Example of an article being queried for the search term. Source: pg. 35. v.091 PDF

Each article was cross-checked for typos and punctuation errors. Due to the poor archival and digitization quality of many of the volumes, the OCR algorithms often failed to work reliably. In these cases, manual transcription of the article text was used (via typing out each word by hand). In cases where words were not clearly discernible, as shown in the example below, a best guess was applied given the context of the preceding and following sentences. We acknowledge that this is a subjective interpretation and leads to potential inaccuracy in the data, though luckily no article had its core meaning changed as a result of this.

Example of poor archiving/digitization. Source: pg. 43, v.091 PDF

The select terms U.S|US, U.S.A|USA, and Viet Nam|Viet-Nam, were re-written as United States, United States of America, and Vietnam respectively. Due to the physical constraints of print publication, historic newspapers such as The Bowdoin Orient used abbreviations. Inconsistent terminology usage without standardization will result in measurements that are not wholly representative of the text. Furthermore, the process of removing stopwords would consider us and US as stopwords, even if they were meant as abbreviations.

Composition & Demarcation Assesment

Strengths:

  • The Bowdoin Orient is a well-established student-run newspaper with a long history, providing a potentially unique perspective on events and issues.
  • The data covers a significant time period (1955-1975) during which the Vietnam War occurred, providing a comprehensive overview of the newspaper's coverage of the conflict.

Weaknesses:

  • The search term used (Vietnam) is quite broad and may result in articles that are not directly related to the Vietnam War, reducing the relevance of the data. Furthermore, it is possible that articles referred to the conflict as just that: "the conflict overseas" or just "the war." Additionally, articles covering parties directly related to the war such as Cambodia (wherein the article doesn't make an explicit reference to Vietnam) may be omitted.
  • The OCR algorithms used to extract the text from the PDF files may have resulted in errors and inaccuracies in the data not caught by the human transcribers.
  • The standardization of abbreviations, while important, is subjective and may have introduced errors or inconsistencies in the data.

Data Structure

File Naming Convention: VOL_MM-DD-YYYY_TITLE.txt

VOL is a three-digit integer representing the volume of the Orient that the article was found in. So, for example, volume XCVI (converted to 96) would be written as 096 in the filename.

MM-DD-YYYY is the date of publication of the volume the article was found in.

TITLE is the article title written in all caps, with periods substituting for spaces. All non-letter characters are omitted to ensure compatibility, as there is no uniform way to handle special characters in file names across operating systems. So, if the article title is published in the Orient as "Sons and Daughters: The 'Berkeley' Bag," the title would be written as "SONS.AND.DAUGHTERS.THE.BERKELEY.BAG"

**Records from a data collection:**
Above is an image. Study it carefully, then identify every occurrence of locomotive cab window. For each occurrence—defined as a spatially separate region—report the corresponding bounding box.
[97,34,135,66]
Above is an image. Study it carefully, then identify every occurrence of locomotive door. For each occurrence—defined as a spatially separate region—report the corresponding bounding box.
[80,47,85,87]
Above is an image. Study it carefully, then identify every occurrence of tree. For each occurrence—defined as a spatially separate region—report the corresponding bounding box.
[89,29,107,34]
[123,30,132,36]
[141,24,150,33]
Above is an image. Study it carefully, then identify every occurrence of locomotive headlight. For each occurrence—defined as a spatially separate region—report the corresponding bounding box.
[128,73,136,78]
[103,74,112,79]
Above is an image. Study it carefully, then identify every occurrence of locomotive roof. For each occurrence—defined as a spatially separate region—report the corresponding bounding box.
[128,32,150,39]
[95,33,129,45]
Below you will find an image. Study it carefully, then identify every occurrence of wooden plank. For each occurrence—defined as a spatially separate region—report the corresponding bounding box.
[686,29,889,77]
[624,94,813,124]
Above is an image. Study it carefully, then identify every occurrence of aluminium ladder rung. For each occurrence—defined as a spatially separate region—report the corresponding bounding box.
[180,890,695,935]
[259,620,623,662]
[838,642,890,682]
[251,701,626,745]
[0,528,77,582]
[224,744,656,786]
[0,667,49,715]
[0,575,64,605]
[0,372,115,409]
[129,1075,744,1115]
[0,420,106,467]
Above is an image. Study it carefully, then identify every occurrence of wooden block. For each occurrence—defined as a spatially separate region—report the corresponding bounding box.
---
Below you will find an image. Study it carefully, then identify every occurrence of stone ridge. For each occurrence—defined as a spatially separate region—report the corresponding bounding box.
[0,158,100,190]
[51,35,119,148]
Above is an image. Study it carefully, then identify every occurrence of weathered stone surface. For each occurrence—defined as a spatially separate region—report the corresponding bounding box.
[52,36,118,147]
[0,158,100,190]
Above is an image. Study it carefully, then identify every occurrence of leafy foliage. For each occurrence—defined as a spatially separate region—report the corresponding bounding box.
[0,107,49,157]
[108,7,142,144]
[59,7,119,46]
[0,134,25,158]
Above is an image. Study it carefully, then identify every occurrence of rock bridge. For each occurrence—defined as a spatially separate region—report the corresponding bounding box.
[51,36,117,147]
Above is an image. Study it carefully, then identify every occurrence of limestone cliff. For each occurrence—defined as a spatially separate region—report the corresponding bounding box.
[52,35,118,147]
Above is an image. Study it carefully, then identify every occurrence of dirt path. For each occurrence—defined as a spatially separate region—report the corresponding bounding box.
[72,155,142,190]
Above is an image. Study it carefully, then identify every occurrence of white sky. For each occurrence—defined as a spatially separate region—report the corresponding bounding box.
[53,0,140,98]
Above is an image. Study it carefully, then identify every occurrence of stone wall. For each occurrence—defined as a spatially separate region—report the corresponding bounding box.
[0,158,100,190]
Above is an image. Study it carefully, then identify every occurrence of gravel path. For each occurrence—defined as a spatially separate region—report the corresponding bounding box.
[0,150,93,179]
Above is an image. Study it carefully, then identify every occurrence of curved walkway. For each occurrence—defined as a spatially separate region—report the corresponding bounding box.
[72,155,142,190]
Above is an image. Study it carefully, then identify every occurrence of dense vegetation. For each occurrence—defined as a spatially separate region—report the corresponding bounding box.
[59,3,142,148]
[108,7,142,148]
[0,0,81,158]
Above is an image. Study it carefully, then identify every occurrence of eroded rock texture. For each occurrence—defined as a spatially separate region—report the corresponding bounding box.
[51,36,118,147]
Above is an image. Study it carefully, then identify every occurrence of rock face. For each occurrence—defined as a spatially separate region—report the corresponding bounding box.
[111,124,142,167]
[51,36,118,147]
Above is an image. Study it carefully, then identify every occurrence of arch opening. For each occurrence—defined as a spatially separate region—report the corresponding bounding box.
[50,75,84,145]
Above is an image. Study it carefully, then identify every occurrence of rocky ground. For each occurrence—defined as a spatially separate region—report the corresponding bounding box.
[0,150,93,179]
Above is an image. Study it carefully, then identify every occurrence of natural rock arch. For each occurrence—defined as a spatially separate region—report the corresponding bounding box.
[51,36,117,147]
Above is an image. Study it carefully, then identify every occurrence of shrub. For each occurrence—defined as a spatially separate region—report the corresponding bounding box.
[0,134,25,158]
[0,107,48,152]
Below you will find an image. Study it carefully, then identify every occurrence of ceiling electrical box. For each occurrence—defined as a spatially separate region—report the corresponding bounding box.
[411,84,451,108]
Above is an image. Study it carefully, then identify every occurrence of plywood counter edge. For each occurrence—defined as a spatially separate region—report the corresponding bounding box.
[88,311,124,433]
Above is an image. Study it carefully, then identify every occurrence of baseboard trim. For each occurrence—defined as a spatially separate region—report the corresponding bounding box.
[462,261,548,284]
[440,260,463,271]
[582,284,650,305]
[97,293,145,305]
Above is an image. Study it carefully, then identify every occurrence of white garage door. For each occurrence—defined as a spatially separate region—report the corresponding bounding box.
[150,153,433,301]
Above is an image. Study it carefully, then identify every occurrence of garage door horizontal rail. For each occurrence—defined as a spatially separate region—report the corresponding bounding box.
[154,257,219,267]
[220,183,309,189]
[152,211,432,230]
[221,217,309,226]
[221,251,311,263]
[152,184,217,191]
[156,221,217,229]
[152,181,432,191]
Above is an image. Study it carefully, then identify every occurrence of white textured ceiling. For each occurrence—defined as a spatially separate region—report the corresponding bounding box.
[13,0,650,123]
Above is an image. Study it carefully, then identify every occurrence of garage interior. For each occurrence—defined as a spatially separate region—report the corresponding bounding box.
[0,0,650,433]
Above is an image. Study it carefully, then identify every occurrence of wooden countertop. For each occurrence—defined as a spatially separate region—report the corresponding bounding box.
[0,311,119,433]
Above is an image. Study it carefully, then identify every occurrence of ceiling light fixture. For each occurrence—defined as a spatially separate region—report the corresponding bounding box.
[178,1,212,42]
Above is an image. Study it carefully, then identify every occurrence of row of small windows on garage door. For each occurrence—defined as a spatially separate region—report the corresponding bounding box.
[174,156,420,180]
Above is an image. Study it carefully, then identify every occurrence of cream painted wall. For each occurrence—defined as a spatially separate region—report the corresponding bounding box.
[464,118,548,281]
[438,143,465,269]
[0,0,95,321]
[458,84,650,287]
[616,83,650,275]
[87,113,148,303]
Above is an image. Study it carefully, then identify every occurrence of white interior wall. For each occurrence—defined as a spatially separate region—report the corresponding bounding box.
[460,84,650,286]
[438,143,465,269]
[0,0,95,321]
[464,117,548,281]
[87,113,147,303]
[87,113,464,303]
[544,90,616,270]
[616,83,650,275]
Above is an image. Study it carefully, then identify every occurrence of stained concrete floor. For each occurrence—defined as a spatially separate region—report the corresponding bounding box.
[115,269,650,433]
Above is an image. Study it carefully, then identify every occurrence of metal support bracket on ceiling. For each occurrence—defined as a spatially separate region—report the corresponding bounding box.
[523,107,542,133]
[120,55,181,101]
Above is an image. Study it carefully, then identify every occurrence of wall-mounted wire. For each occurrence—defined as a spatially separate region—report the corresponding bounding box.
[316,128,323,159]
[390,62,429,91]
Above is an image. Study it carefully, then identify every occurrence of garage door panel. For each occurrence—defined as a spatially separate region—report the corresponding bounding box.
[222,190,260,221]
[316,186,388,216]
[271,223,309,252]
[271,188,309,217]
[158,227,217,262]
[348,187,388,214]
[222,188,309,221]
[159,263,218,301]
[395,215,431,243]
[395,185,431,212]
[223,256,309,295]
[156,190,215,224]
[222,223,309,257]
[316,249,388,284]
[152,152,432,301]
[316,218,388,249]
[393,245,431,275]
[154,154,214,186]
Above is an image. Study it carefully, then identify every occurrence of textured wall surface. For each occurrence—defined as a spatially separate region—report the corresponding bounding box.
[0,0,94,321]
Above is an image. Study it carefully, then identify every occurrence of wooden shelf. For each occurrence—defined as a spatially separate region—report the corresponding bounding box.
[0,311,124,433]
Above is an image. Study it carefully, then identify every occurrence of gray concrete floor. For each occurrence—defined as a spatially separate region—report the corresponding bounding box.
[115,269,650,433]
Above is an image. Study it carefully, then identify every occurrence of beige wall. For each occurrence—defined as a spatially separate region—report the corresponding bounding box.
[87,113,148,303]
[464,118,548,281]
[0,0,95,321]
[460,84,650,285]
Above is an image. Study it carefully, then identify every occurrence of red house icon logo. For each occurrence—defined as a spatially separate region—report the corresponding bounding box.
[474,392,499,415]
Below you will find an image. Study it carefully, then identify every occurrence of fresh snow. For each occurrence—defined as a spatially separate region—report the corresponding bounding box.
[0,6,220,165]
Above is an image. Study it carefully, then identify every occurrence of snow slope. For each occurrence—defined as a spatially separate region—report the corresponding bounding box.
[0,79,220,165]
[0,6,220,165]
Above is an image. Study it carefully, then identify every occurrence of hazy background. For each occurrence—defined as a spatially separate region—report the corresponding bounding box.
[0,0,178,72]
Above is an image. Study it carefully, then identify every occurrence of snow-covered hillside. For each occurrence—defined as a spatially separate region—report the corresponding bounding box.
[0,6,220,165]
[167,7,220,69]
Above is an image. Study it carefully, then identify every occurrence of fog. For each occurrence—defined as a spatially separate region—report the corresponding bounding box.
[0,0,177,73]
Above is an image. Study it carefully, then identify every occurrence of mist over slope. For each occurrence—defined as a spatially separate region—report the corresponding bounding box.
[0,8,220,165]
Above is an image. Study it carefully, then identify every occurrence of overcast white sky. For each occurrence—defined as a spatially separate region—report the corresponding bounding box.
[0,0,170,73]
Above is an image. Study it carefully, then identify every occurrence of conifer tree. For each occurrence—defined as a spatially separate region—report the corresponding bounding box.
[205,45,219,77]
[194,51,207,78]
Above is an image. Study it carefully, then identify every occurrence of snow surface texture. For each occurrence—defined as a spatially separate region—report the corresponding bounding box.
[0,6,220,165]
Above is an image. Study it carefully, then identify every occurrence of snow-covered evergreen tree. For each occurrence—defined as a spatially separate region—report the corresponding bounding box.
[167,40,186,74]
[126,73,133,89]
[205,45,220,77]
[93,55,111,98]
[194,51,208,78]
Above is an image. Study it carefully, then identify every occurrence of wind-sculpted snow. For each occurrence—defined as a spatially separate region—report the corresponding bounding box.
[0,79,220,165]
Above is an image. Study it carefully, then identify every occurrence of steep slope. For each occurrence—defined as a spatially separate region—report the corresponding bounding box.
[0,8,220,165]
--
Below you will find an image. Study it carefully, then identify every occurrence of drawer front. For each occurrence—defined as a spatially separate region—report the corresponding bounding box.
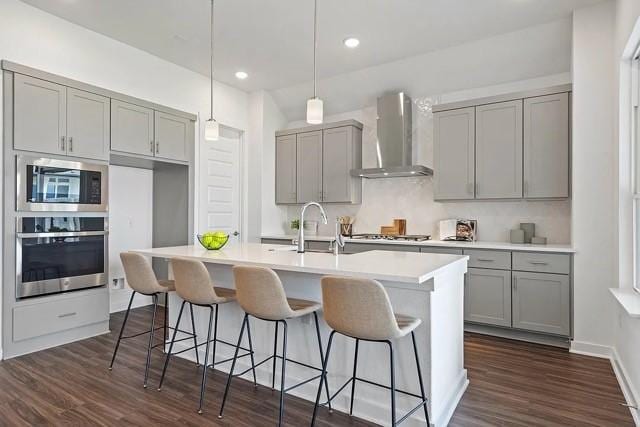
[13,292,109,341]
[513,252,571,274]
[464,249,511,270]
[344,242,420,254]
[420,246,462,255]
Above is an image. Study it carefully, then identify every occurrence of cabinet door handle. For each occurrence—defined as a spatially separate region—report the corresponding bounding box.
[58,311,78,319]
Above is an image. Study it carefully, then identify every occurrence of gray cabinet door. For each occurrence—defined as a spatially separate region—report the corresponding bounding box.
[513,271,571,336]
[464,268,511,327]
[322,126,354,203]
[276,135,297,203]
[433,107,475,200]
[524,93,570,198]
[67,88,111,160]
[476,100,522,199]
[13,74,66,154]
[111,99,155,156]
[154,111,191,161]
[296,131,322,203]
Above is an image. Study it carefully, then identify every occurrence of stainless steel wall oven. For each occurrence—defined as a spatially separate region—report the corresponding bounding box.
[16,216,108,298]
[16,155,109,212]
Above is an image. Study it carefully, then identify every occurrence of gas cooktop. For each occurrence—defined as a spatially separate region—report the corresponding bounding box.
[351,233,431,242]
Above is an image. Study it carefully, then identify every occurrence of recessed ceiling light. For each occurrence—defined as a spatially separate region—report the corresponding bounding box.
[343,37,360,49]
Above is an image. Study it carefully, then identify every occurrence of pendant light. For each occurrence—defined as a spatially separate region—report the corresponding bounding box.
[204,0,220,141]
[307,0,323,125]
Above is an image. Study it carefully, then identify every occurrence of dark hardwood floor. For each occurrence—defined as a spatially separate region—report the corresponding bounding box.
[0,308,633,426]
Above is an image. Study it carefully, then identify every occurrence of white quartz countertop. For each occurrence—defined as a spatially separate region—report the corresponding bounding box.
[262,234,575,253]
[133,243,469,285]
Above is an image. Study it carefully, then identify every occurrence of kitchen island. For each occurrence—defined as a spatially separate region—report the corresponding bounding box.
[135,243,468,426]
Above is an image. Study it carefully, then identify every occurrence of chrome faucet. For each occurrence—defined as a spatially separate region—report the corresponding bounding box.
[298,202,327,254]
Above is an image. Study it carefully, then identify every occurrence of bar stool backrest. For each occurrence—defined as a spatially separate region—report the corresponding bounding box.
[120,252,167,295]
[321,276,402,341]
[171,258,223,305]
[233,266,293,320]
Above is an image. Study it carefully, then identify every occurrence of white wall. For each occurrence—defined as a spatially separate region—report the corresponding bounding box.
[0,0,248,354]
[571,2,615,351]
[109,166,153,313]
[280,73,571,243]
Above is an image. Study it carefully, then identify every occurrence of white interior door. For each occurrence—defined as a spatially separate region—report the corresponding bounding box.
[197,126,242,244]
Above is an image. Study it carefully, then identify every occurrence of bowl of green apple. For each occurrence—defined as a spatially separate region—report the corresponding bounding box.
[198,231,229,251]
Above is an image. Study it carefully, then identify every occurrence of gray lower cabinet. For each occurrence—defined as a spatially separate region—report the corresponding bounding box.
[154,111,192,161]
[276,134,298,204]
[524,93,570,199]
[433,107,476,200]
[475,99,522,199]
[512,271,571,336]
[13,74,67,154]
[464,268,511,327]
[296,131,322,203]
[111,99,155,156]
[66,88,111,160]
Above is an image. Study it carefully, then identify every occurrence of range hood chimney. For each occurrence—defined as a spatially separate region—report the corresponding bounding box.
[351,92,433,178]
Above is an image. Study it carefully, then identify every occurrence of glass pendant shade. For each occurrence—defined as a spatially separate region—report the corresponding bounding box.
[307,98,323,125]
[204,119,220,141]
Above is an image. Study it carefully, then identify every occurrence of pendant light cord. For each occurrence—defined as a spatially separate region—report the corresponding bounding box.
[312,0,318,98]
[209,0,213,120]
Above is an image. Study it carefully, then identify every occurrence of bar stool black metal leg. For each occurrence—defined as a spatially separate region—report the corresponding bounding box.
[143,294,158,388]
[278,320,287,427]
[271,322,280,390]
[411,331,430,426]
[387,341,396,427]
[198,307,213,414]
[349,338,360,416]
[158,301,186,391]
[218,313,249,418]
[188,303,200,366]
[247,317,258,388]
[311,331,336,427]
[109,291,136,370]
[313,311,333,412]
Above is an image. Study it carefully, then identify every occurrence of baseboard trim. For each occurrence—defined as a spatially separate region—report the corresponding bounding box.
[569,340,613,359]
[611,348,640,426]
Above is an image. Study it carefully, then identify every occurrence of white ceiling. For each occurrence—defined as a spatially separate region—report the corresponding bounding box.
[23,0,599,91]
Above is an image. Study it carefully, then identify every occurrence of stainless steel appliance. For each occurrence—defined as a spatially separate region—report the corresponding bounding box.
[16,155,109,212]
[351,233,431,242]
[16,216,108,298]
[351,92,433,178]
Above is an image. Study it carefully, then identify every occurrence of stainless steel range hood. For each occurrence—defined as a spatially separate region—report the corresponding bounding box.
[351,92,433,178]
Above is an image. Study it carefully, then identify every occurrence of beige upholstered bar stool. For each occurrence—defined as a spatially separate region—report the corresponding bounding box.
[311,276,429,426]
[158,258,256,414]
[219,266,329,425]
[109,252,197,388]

**Task set:**
1 – Copy out the part of the Bowdoin Orient dataset write-up running from "Composition & Demarcation" down to "of the conflict.", word for word.
2 – Pick up the Bowdoin Orient dataset write-up after its final sentence and keep it going.

**Results:**
1 –
Composition & Demarcation Assesment

Strengths:

  • The Bowdoin Orient is a well-established student-run newspaper with a long history, providing a potentially unique perspective on events and issues.
  • The data covers a significant time period (1955-1975) during which the Vietnam War occurred, providing a comprehensive overview of the newspaper's coverage of the conflict.

2 –
Between VOL, MM-DD-YYYY, and TITLE, underscores are used as delimiters.

All coming together, an article titled "Sons and Daughters: The 'Berkeley' Bag" published in v.XCVI on April 21st, 1967 would be named "096_04-21-1967_SONS.AND.DAUGHTERS.THE.BERKELEY.BAG"

Article File Structure

Each article .txt file contains two pieces of useful information: @TITLE= and @BODY=

There is always a newline char \n between the @TITLE= line and the rest of the document. Using the example from before, inside the file might look like this:

@TITLE=Sons and Daughters: The "Berkeley" Bag

@BODY=Neque porro quisquam est qui dolorem ipsum quia dolor sit amet, consectetur, adipisci velit...

Directory

The collection of articles (and nothing else) is stored in /articles. This should be treated as a read-only folder.


Hermeneutic Synthesis & Analysis

Natural Language Processing/Sentiment Analysis

I chose to use tidyverse packages and the tibble data format for this analysis for several reasons:

  • Consistency and Readability: Tidy data format ensures that each variable forms a column, each observation forms a row, and each observational unit forms a table. This consistency made the data easy to manipulate, model, and visualize.
  • Interoperability: The tidy format works seamlessly with ggplot2 for visualizations (used to create my own), dplyr for data manipulation, and tidytext for text-based functions This interoperability reduced the complexity of code and made the analysis process more efficient and accessible to others trying to reproduce or expand upon my findings.
  • Informed by Academic Theories & Principles: The tidy data principles and the tidyverse packages are instrumental in enabling distant reading (text analysis where large amounts of data are analyzed computationally to reveal patterns, trends, and structures that might not be discernible through traditional close reading). For instance, the tidytext package, which applies tidy data principles to text mining, allows for efficient manipulation, management, and analysis of text data. This makes it possible to explore and interpret large amounts of text data, hence enabling distant reading.

These choices connect back to text mining best practices, as they revolve around the central theme of facilitating user-friendly data analysis.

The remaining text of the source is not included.